Outline labeling records
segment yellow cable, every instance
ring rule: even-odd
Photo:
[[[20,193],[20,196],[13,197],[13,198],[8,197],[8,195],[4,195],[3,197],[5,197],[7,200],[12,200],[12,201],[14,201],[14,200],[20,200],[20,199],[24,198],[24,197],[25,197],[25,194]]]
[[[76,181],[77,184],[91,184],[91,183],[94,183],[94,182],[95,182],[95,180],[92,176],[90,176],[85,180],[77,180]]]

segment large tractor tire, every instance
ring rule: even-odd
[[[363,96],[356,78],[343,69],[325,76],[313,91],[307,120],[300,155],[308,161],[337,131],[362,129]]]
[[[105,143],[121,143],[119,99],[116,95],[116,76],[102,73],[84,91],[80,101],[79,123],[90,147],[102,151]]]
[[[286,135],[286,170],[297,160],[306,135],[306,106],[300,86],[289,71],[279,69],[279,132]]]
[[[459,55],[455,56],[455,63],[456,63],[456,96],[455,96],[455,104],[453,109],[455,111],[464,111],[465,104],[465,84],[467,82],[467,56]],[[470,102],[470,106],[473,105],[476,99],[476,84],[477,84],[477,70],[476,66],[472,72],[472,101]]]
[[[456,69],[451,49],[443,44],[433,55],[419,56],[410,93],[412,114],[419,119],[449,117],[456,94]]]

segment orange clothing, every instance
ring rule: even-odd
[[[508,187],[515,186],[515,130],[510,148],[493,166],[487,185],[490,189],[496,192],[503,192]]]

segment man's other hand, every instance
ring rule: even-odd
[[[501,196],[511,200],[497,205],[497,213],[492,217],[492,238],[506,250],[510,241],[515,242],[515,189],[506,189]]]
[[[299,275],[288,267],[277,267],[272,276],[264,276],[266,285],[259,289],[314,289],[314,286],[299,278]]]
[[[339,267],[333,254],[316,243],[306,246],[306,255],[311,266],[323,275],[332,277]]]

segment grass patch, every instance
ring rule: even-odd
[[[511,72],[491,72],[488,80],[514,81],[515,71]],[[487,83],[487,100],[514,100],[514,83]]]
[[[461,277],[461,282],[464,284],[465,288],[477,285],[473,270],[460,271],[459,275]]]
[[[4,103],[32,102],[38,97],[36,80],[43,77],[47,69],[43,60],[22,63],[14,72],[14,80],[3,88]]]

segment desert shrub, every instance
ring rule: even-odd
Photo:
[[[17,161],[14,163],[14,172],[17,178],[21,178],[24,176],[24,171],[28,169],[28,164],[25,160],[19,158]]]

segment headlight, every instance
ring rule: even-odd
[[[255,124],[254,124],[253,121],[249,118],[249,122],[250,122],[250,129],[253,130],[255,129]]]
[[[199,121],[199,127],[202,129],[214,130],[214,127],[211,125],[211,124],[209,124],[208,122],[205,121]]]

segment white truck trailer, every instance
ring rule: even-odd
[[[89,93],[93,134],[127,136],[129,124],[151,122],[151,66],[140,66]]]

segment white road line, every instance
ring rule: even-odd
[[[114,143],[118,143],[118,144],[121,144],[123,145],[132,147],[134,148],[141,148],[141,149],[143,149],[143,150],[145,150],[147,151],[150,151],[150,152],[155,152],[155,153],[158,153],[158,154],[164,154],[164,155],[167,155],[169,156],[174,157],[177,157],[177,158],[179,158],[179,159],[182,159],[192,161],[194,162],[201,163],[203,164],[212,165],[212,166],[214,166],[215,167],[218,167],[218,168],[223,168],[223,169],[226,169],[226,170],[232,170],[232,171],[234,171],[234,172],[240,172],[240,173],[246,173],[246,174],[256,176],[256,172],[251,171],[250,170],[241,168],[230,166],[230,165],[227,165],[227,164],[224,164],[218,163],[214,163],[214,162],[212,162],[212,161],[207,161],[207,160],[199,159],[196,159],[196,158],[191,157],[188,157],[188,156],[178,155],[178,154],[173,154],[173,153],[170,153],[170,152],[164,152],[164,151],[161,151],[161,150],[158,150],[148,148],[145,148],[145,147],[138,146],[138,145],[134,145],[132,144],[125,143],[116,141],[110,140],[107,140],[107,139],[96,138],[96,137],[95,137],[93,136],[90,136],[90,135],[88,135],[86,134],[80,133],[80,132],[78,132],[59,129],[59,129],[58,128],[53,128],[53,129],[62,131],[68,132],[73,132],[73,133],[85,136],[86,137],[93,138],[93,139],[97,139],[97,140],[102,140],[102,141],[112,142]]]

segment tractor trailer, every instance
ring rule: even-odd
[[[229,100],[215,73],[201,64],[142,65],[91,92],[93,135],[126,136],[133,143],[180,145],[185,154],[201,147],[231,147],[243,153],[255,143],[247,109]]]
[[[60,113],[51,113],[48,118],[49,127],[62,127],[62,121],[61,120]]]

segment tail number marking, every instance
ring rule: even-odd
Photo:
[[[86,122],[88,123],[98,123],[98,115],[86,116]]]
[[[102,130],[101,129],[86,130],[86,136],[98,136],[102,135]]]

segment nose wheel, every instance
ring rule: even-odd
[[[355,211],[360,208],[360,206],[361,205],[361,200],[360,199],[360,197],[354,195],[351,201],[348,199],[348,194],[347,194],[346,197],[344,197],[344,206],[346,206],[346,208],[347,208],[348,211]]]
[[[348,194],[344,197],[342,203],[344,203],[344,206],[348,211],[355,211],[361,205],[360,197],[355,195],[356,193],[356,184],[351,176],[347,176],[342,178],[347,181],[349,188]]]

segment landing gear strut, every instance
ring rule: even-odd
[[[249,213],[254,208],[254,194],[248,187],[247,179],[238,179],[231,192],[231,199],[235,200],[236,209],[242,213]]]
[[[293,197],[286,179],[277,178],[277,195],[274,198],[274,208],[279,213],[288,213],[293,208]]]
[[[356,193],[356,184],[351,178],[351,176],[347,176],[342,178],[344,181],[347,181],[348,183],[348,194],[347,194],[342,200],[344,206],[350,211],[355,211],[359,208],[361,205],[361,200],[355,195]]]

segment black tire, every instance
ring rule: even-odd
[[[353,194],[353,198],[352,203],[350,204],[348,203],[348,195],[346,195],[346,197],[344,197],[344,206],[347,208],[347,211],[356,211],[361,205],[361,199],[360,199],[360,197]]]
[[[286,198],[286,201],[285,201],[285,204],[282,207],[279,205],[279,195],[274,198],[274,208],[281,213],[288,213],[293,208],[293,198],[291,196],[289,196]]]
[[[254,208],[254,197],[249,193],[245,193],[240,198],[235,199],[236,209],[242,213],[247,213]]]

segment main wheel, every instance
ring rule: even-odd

# [Set problem]
Quote only the lines from the line containing "segment tractor trailer, every instance" through the end of the entries, keeping the first and the last.

# [Finished exercise]
segment tractor trailer, every instance
ring rule: even-odd
[[[229,100],[215,73],[201,64],[142,65],[91,92],[93,135],[126,136],[133,143],[180,145],[185,154],[201,147],[231,147],[243,153],[255,143],[247,109]]]
[[[60,113],[51,113],[48,118],[49,127],[62,127],[62,121],[61,120]]]

segment tail number marking, every instance
ring rule: even-odd
Photo:
[[[86,122],[88,123],[98,123],[98,115],[86,116]]]
[[[102,130],[101,129],[86,130],[86,136],[98,136],[102,135]]]

segment nose wheel, every instance
ring rule: even-odd
[[[355,211],[360,208],[360,206],[361,205],[361,200],[360,199],[360,197],[354,195],[351,201],[348,199],[348,194],[347,194],[346,197],[344,197],[344,206],[346,206],[346,208],[347,208],[348,211]]]
[[[348,194],[344,197],[342,203],[344,203],[344,206],[348,211],[355,211],[361,205],[360,197],[355,195],[356,193],[356,184],[351,176],[347,176],[342,178],[347,181],[349,188]]]

segment landing gear strut, every instance
ring rule: even-odd
[[[249,213],[254,208],[254,194],[248,187],[247,179],[238,179],[231,192],[231,199],[235,200],[236,209],[242,213]]]
[[[293,197],[286,179],[277,178],[277,195],[274,198],[274,208],[279,213],[288,213],[293,208]]]
[[[356,193],[356,184],[351,178],[351,176],[347,176],[342,178],[344,181],[347,181],[348,183],[348,194],[347,194],[342,200],[344,206],[350,211],[355,211],[359,208],[361,205],[361,200],[355,195]]]

segment black tire, every instance
ring rule: even-odd
[[[353,194],[353,198],[352,203],[350,204],[348,203],[348,195],[346,195],[346,197],[344,197],[344,206],[347,208],[347,211],[356,211],[361,205],[361,199],[360,199],[360,197]]]
[[[286,198],[286,201],[285,201],[285,204],[282,207],[279,205],[279,195],[274,198],[274,208],[281,213],[288,213],[293,208],[293,198],[291,196],[289,196]]]
[[[254,208],[254,197],[249,193],[245,193],[240,198],[235,199],[236,209],[242,213],[247,213]]]

segment main wheel, every instance
ring rule: even-odd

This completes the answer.